== Extrait de page ==
+++
La situation dramatique dans laquelle se trouvent, depuis de longues années, les pays de l’ancienne Indochine française nous font trop souvent oublier l’importance géopolitique et géostratégique de ce qu’on appelle l’Asie du Sud-Est. Cette région du monde, formée de presqu’îles et d’archipels réunissant une charnière du continent asiatique à la grande île australienne, est à la fois un extraordinaire lieu de rencontre de races, de peuples, de civilisations extrêmement diverses et une barrière entre deux mondes maritimes, d’une part l’océan Pacifique, d’autre part l’océan Indien. On sait le rôle joué par ces pays dans la dernière guerre, en raison de leurs richesses, surtout pétrolières, qui attiraient la convoitise des militaires japonais. C’est aussi là qu’a commencé la désagrégation des grands empires coloniaux.
Le sujet sera, ici, limité aux cinq Nations d'Asie du Sud-Est qui forment l’association connue sous le sigle ASEAN. Dans un premier temps, il situera ces pays dans un cadre historique et géographique. Un article postérieur étudiera la manière dont cette association s’est constituée ainsi que la manière dont elle fonctionne et elle évolue.
Face aux pays socialistes de l’Asie du Sud-Est contraints à se ranger derrière un Vietnam lui-même lié à l’URSS plus que ne l’avait désiré Ho Chi-minh, la plupart des autres États de cette région du monde – hormis la Birmanie, toujours réticente à s’ouvrir, et le petit sultanat de Brunei, encore sous la tutelle britannique – se sont regroupés en une association qui, bien que l’emportant sur d’autres ensembles régionaux du Tiers Monde en homogénéité, en efficacité et en importance, ne fait l’objet, en France du moins, que de peu d’études, tant il est vrai que nos concitoyens, inconscients du poids présent et plus encore futur de l’Asie, semblent très généralement se désintéresser d’un continent trop lointain ou trop complexe (1).
+++
== Objectifs ==
- 1) Réécrivez le passage de l’extrait sur l’Asie du Sud-Est qui va de « Le sujet sera, ici, limité » jusqu’à « et elle évolue. » inclus, en remplaçant « association » par « organisation ».
- 2) Prolongez l’extrait sur l’Asie du Sud-Est au-delà de sa dernière phrase.

== Données fournies ==
+++
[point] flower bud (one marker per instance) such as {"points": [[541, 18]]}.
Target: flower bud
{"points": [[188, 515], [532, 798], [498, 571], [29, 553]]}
+++
== Réponses ci-dessous ==
- 1)
Le sujet sera, ici, limité aux cinq Nations d'Asie du Sud-Est qui forment l’organisation connue sous le sigle ASEAN. Dans un premier temps, il situera ces pays dans un cadre historique et géographique. Un article postérieur étudiera la manière dont cette organisation s’est constituée ainsi que la manière dont elle fonctionne et elle évolue.

- 2)
Quelques rares milieux spécialisés se consacrent aux deux « Grands » de l’Asie, Chine et Japon ; l’opinion, quant à elle, se contente de s’émouvoir, épisodiquement, aux malheurs des trois pays qui furent liés naguère à la France durant la période troublée de la colonisation et de la décolonisation ; hormis ces quelques exceptions, on ne peut que déplorer le « vide français », notamment dans les autres pays de l’Asie du Sud-Est dont il va être question (2).
Nous voudrions donc présenter brièvement cet ensemble de cinq pays indépendants, l’Indonésie, la Malaisie, les Philippines, Singapour et la Thaïlande, qui se sont regroupés sous l’appellation d’« Association de l’Asie du Sud-Est ». Nous évoquerons dans les lignes qui suivent, tout d’abord le contexte historique et culturel dans lequel sont nés ces cinq États ; ceux-ci seront ensuite successivement évoqués à travers les traits les plus essentiels et les plus originaux de leur personnalité. Nous réserverons à un développement ultérieur le rappel des événements qui ont provoqué la mise en place de mécanismes communs dont nous analyserons le fonctionnement et l’évolution ; et pour terminer cette étude nous procéderons à un tour d’horizon de l’environnement international dans lequel se situe ce groupement régional dont l’audience s’est singulièrement accrue en raison de la crise indochinoise, et avec lequel notre pays, directement ou dans le cadre de la Communauté Européenne, aurait intérêt, nous semble-t-il, à accroître ses échanges de tous ordres.
Un héritage multiple
Les premiers peuplements
Le rôle prééminent de l’Inde et de la Chine
L’Islam d’hier et d’aujourd’hui
L’influence occidentale
L’impact ambigu du Japon
Les pays membres
L’Indonésie (140 millions d’habitants)
Les Philippines (48 millions d’habitants)
La Thaïlande (48 millions d’habitants)
La Malaisie (14 millions d’habitants)
Singapour (2,5 millions d’habitants)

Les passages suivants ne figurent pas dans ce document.